- **Work to do**: Retype the whole listing verbatim and keep the pictures out of it.

- **Supplied material**:
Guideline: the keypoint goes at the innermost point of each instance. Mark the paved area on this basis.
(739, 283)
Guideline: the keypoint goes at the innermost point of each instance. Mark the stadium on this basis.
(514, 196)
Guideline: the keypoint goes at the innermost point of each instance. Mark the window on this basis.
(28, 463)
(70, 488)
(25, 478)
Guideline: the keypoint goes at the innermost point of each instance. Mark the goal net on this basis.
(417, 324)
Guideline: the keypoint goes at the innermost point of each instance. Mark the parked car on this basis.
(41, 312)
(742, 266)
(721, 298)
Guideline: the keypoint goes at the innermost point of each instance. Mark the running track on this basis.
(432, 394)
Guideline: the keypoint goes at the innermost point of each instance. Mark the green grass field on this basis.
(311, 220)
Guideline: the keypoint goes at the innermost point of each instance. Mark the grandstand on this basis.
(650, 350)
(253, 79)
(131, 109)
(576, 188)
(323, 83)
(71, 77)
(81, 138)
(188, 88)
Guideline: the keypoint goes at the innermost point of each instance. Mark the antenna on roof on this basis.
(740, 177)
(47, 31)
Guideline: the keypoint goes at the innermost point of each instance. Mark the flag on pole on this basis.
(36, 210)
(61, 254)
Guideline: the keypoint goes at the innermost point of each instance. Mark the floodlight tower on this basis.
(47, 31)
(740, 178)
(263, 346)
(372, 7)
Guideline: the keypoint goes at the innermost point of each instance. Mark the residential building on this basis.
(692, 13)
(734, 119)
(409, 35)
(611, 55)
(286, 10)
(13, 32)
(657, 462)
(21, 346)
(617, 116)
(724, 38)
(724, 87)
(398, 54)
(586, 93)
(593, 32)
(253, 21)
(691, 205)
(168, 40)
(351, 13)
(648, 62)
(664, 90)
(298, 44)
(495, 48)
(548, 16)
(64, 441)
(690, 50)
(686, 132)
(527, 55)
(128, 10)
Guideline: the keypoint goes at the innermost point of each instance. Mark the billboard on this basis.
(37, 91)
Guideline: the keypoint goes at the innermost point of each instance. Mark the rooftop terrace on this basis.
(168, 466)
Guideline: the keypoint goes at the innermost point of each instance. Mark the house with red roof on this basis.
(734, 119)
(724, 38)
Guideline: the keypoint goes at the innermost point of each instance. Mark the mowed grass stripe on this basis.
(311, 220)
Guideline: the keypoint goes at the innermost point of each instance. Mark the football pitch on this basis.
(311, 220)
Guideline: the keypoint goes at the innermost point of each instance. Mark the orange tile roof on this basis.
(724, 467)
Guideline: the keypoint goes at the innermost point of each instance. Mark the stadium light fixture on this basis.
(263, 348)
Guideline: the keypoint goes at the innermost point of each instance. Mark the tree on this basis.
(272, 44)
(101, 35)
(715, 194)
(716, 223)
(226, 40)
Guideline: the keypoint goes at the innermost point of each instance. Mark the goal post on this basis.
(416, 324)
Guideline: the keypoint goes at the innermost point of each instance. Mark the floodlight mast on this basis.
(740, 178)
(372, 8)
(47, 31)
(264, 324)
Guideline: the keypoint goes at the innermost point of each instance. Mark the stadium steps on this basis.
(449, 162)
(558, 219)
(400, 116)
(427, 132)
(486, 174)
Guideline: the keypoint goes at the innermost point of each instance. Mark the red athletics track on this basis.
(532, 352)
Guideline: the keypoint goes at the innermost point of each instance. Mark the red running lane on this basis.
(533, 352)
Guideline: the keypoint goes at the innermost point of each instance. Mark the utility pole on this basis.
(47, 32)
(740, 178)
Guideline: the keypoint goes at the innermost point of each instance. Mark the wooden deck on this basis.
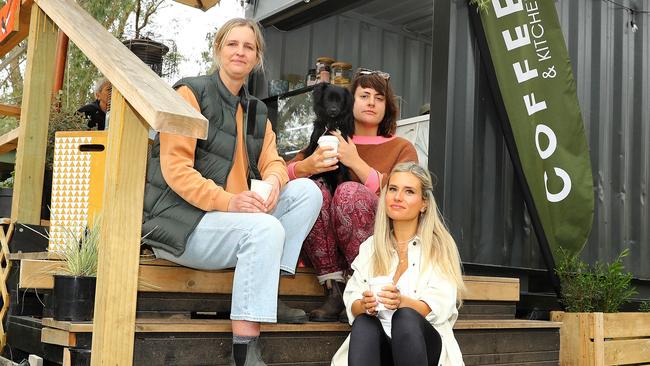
(171, 297)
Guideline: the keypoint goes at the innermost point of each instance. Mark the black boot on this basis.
(289, 315)
(247, 354)
(330, 310)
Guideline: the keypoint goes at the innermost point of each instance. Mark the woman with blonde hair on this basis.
(199, 209)
(408, 322)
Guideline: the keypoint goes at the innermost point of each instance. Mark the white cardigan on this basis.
(430, 287)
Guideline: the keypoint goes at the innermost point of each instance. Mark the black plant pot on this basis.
(74, 298)
(149, 51)
(79, 357)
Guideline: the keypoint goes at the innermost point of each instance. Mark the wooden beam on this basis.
(157, 278)
(9, 141)
(162, 108)
(9, 110)
(34, 117)
(121, 221)
(23, 29)
(163, 276)
(224, 326)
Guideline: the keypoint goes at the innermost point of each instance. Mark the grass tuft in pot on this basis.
(81, 252)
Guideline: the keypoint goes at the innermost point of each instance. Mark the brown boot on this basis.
(330, 310)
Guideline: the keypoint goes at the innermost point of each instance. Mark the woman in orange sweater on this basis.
(199, 211)
(346, 218)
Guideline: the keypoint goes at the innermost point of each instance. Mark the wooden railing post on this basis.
(117, 272)
(34, 118)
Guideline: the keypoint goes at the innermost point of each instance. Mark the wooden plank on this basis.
(34, 117)
(627, 351)
(506, 324)
(23, 29)
(58, 336)
(175, 325)
(160, 106)
(9, 141)
(617, 325)
(576, 347)
(121, 227)
(597, 351)
(9, 110)
(38, 274)
(168, 277)
(5, 272)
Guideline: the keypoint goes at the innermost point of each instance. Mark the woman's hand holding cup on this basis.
(390, 297)
(369, 302)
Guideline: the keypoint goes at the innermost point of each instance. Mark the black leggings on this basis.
(413, 342)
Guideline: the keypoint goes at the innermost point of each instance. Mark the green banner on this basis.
(536, 86)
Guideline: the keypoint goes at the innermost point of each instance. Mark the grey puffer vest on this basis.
(168, 219)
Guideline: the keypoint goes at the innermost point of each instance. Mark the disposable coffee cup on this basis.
(376, 283)
(261, 187)
(329, 140)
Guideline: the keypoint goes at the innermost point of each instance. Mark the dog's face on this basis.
(331, 102)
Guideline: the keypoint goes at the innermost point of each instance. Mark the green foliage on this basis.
(645, 306)
(64, 119)
(481, 5)
(598, 288)
(81, 253)
(7, 124)
(9, 182)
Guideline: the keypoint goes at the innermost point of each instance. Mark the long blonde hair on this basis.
(224, 31)
(439, 251)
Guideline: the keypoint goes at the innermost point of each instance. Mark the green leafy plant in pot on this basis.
(598, 288)
(74, 286)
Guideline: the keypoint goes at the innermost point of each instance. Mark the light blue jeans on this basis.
(258, 245)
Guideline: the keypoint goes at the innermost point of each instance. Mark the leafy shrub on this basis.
(599, 288)
(645, 306)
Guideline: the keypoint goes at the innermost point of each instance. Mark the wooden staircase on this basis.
(182, 320)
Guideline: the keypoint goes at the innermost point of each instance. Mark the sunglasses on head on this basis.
(381, 74)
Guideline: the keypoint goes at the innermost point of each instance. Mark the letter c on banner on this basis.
(557, 197)
(552, 141)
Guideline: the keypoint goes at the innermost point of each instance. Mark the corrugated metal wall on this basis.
(484, 206)
(361, 43)
(612, 69)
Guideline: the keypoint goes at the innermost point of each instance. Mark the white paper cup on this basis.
(261, 187)
(376, 283)
(329, 140)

- **Written answer**:
Guideline: the keypoint goes at the innermost point of each instance. Mark the paved area on this basis.
(739, 283)
Guideline: the keypoint goes at the innermost point of each instance. Mark the stadium on this basis.
(514, 196)
Guideline: the keypoint goes at the innermost point of each instance. Mark the window on this basis.
(28, 463)
(70, 488)
(25, 478)
Guideline: the keypoint goes at the innermost point of each instance. Mark the goal net on this basis.
(417, 324)
Guideline: the keypoint goes at the innermost point of each instance. Mark the parked car on this basis.
(41, 312)
(742, 266)
(721, 298)
Guideline: the keypoint goes at the innermost point of each instance. Mark the running track on this basis.
(432, 394)
Guideline: the keypoint goes at the innermost point of each instance. Mark the green grass field on this basis.
(311, 220)
Guideline: the keypoint goes at the innermost point of each instance. Mark the grandstand on this basis.
(650, 350)
(253, 79)
(131, 109)
(576, 188)
(323, 83)
(71, 77)
(81, 138)
(188, 88)
Guideline: the keypoint goes at the innermost point of each instance. Mark the antenna on roof on this basis.
(740, 177)
(47, 31)
Guideline: the keypoint goes at the innermost point of each instance. Mark the flag on pole on this basis.
(36, 210)
(61, 254)
Guideline: the keypoint goes at the innermost point of each instance. Mark the floodlight tower on this basis.
(47, 31)
(740, 178)
(263, 346)
(372, 7)
Guideline: the keypoint goes at the innermost point of each instance. Mark the residential building on this basis.
(692, 13)
(734, 119)
(409, 35)
(611, 55)
(286, 10)
(13, 32)
(657, 462)
(21, 346)
(617, 116)
(724, 38)
(724, 87)
(398, 54)
(586, 93)
(593, 32)
(253, 21)
(691, 205)
(168, 40)
(351, 13)
(648, 62)
(664, 90)
(298, 44)
(495, 48)
(548, 16)
(64, 441)
(690, 50)
(686, 132)
(527, 55)
(128, 10)
Guideline: the keypoint goes at the innermost point of each instance. Mark the billboard on this basis.
(37, 91)
Guideline: the keypoint goes at the innermost point of each instance. Mark the rooftop terrace on this basis.
(168, 466)
Guideline: the keypoint goes at the innermost point of each instance. Mark the house with red roof on this basis.
(734, 119)
(724, 38)
Guideline: the keypoint goes at the innermost point of each instance. Mark the mowed grass stripe on this basis.
(311, 220)
Guideline: the keypoint goes at the innermost point of each instance. Mark the football pitch on this basis.
(311, 220)
Guideline: the keypoint goes at the innermost point of each instance. Mark the orange tile roof on this basis.
(724, 467)
Guideline: the keypoint goes at the innermost point of each instance. Mark the stadium light fixture on this basis.
(263, 348)
Guideline: the keypoint goes at the innermost point of each instance. Mark the tree on this basis.
(272, 44)
(101, 35)
(715, 194)
(716, 223)
(226, 40)
Guideline: the keypoint goes at the innermost point of each instance. Mark the goal post on this basis.
(416, 324)
Guideline: the keypoint goes at the innermost point of each instance. Mark the floodlight mast on this basis.
(740, 178)
(372, 8)
(47, 31)
(264, 324)
Guideline: the keypoint goes at the innermost point of each instance. Mark the stadium steps on this basis.
(449, 162)
(558, 219)
(400, 116)
(427, 132)
(486, 174)
Guideline: the keypoint goes at the innermost point of each instance. Mark the red athletics track on this basis.
(532, 352)
Guideline: the keypoint goes at the innermost point of each instance. Mark the red running lane on this basis.
(533, 352)
Guideline: the keypoint goes at the innermost point of each instance. Mark the utility pole on this basis.
(47, 32)
(740, 178)
Guideline: the keypoint goes at the innermost point of each instance. Mark the wooden deck on this basis.
(171, 297)
Guideline: the keypoint goes at the innermost point of each instance. Mark the black boot on this basis.
(289, 315)
(247, 354)
(330, 310)
Guideline: the keypoint goes at the innermost point of each instance. Mark the woman with blonde hair on this basis.
(199, 209)
(408, 322)
Guideline: the keypoint goes at the innermost point of each instance. Mark the white cardigan on this basis.
(430, 287)
Guideline: the keypoint goes at the innermost point of each instance. Mark the black plant pot on this basis.
(74, 298)
(149, 51)
(79, 357)
Guideline: the keypoint goes at the innermost point of each instance. Mark the wooden beam on this basis.
(157, 278)
(9, 141)
(162, 108)
(9, 110)
(34, 117)
(121, 221)
(23, 29)
(163, 276)
(224, 326)
Guideline: the keypoint goes at the innermost point of each instance. Mark the grass tuft in pot on this basis.
(81, 252)
Guideline: the keypoint goes at the innermost point of each instance. Mark the brown boot on this basis.
(330, 310)
Guideline: the keypoint goes at the innermost point of each instance. Mark the woman in orange sweater on this basis.
(199, 211)
(346, 218)
Guideline: the keypoint goes at the innermost point of each instance. Mark the wooden railing post on this basis.
(117, 272)
(34, 118)
Guideline: the keypoint goes at the innermost point of each instance. Mark the wooden plank on this basis.
(34, 117)
(627, 351)
(506, 324)
(23, 29)
(58, 336)
(175, 325)
(160, 106)
(9, 141)
(617, 325)
(576, 347)
(121, 227)
(597, 351)
(9, 110)
(38, 274)
(168, 277)
(5, 272)
Guideline: the keypoint goes at the innermost point of each instance. Mark the woman's hand holding cup on this basis.
(390, 297)
(369, 302)
Guideline: the keypoint goes at the innermost point of each instance. Mark the black leggings on this basis.
(413, 342)
Guideline: the keypoint goes at the innermost point of each instance. Mark the green banner on this basis.
(536, 86)
Guideline: the keypoint goes at the innermost point of each instance. Mark the grey puffer vest on this basis.
(168, 219)
Guideline: the keypoint goes at the innermost point of each instance. Mark the disposable coffee cup on this basis.
(376, 283)
(261, 187)
(329, 140)
Guideline: the keypoint goes at the innermost point of each instance. Mark the dog's face on this basis.
(331, 102)
Guideline: the keypoint goes at the innermost point of each instance. Mark the green foliage on this basis.
(645, 306)
(64, 119)
(481, 5)
(598, 288)
(81, 253)
(7, 124)
(9, 182)
Guideline: the keypoint goes at the innermost point of each instance. Mark the long blonde hair on this basis.
(224, 31)
(439, 251)
Guideline: the keypoint goes at the innermost point of each instance. Mark the green leafy plant in pot on this basis.
(598, 288)
(74, 286)
Guideline: the keypoint goes at the innermost point of each instance. Mark the light blue jeans on this basis.
(258, 245)
Guideline: the keypoint goes at the innermost point of each instance. Mark the leafy shrub on this basis.
(599, 288)
(645, 306)
Guideline: the keypoint goes at the innermost point of each instance. Mark the wooden staircase on this basis.
(182, 320)
Guideline: the keypoint goes at the innermost point of each instance. Mark the sunglasses on head on this basis.
(381, 74)
Guideline: the keypoint goes at the innermost point of each instance. Mark the letter c on banner on this basis.
(557, 197)
(552, 141)
Guideline: the keypoint goes at the innermost point of each instance. Mark the corrugated metal wall on this basis.
(484, 206)
(361, 43)
(612, 69)
Guideline: the keypoint goes at the innermost point of each instance. Mark the white paper cup on this basis.
(261, 187)
(376, 283)
(329, 140)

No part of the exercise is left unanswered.